[Begin]

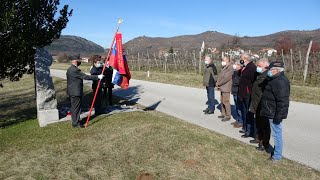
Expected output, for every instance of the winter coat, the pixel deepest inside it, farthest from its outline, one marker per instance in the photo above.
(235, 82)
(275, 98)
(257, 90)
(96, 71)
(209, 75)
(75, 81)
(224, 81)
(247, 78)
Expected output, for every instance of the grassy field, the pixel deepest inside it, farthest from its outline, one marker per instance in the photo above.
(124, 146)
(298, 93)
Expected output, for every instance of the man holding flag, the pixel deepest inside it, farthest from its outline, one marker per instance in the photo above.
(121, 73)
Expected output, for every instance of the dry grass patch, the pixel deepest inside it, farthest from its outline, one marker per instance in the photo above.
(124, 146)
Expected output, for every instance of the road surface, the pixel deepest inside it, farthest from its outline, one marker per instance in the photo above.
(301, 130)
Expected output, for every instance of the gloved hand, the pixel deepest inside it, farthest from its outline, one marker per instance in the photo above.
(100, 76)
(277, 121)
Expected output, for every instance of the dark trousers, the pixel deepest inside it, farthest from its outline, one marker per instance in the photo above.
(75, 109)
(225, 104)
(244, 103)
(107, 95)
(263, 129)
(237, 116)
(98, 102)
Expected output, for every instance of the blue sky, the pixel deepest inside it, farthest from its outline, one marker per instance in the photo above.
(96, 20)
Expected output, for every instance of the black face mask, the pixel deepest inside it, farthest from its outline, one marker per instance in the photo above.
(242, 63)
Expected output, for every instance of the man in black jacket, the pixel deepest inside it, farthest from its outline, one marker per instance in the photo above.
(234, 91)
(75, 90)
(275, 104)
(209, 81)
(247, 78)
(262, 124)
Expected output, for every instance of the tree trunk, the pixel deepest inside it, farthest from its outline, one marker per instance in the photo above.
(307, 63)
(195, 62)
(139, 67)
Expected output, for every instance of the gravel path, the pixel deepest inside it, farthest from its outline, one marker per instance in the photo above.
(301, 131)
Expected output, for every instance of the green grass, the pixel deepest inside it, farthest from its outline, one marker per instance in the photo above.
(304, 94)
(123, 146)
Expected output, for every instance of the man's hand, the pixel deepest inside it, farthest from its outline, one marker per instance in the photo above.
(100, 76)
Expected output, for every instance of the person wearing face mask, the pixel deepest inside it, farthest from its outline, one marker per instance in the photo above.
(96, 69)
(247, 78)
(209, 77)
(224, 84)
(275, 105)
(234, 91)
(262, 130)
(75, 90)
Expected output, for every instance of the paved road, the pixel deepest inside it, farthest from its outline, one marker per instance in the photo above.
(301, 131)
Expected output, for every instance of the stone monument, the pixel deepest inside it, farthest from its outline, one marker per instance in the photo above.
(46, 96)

[End]
[Begin]

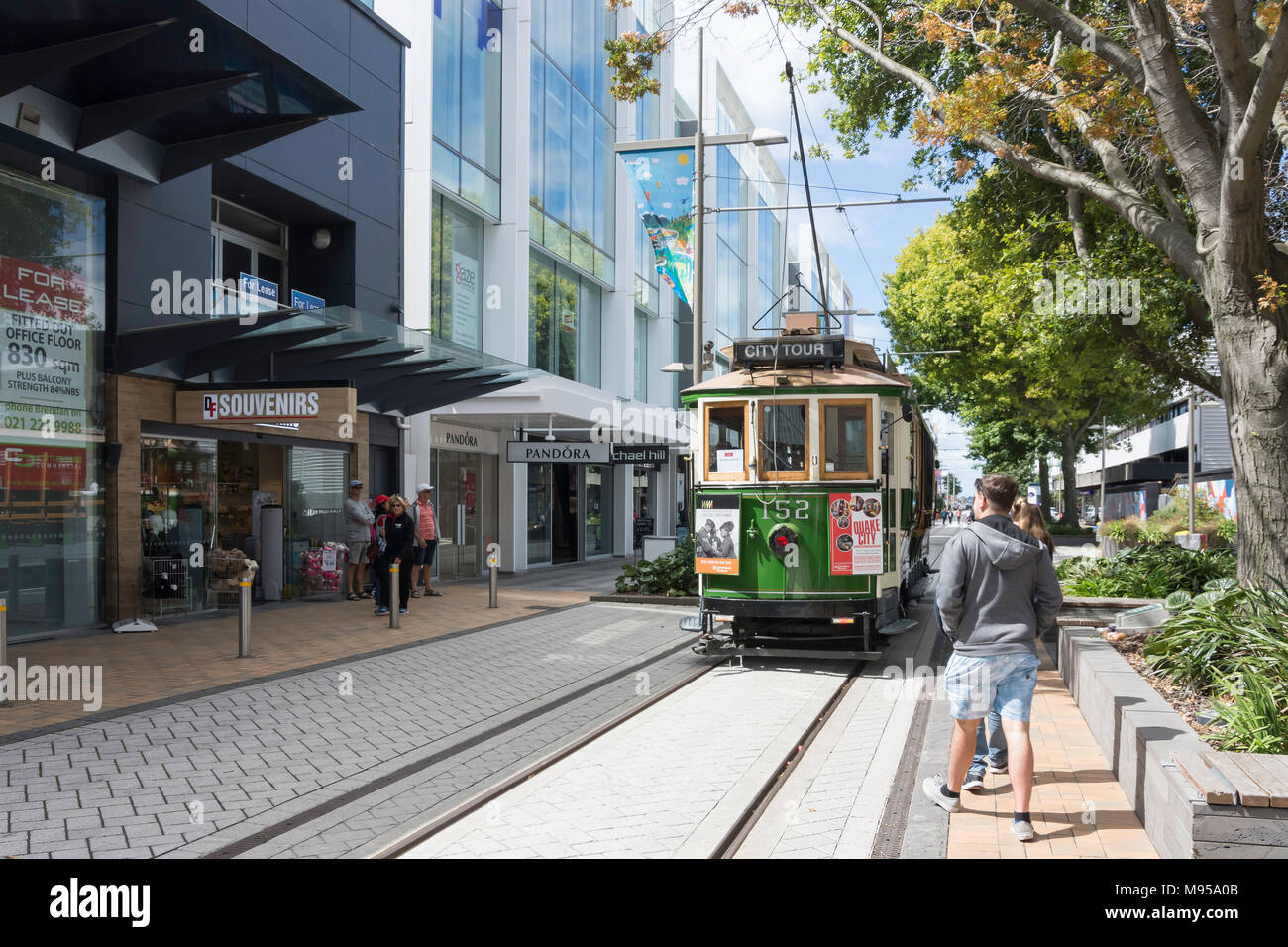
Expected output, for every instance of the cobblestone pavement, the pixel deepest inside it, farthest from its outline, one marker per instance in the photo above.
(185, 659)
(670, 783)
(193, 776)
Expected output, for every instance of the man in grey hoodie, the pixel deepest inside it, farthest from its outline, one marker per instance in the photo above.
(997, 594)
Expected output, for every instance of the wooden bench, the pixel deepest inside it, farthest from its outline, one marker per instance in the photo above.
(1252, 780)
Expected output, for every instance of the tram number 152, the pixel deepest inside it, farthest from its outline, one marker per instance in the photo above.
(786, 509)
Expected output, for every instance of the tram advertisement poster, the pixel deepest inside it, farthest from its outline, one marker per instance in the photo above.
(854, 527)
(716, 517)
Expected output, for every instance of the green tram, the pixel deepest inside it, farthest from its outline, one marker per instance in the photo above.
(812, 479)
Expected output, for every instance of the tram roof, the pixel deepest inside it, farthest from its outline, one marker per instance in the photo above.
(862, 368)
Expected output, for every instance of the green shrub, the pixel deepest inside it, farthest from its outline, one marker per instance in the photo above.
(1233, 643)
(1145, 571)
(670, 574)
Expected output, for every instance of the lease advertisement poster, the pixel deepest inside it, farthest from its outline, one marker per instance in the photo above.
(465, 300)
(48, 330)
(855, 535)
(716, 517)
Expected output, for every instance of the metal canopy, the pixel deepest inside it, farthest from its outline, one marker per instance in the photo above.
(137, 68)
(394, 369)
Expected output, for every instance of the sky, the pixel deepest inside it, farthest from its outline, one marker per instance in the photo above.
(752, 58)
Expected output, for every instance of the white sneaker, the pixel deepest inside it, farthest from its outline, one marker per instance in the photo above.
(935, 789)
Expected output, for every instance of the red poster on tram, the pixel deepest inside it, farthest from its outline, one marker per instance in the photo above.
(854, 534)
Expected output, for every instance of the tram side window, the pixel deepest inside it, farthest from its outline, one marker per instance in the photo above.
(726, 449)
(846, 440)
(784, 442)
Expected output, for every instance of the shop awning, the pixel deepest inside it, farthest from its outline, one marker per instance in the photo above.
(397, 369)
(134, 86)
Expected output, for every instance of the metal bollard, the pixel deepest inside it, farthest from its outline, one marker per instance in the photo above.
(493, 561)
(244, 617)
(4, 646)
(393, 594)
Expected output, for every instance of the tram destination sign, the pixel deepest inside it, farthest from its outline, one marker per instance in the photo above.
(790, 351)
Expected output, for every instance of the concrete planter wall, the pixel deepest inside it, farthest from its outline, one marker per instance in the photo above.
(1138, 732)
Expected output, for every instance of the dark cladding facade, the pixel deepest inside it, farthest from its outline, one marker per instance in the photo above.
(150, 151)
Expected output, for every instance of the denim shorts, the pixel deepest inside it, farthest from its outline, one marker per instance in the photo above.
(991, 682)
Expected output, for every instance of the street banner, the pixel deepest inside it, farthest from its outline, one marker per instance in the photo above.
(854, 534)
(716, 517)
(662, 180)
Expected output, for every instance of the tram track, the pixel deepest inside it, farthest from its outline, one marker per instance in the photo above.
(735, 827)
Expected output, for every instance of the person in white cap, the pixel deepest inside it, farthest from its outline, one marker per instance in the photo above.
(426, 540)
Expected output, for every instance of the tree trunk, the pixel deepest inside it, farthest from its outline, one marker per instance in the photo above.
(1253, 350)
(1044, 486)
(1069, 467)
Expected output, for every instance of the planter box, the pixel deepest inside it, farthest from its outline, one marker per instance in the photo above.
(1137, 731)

[End]

_SHORT PROBLEM_
Show every line of the records above that contains the string "road", copied in full. Case counts.

_CORRECT RESULT_
Expected output, for every instance of the road surface, the pixel deepest inside it, farthest from its outline, one marker per instance in the photo above.
Expected output, for every instance of the paved road, the pixel deepest inside it, farthest from its outline, one marker per instance in the photo above.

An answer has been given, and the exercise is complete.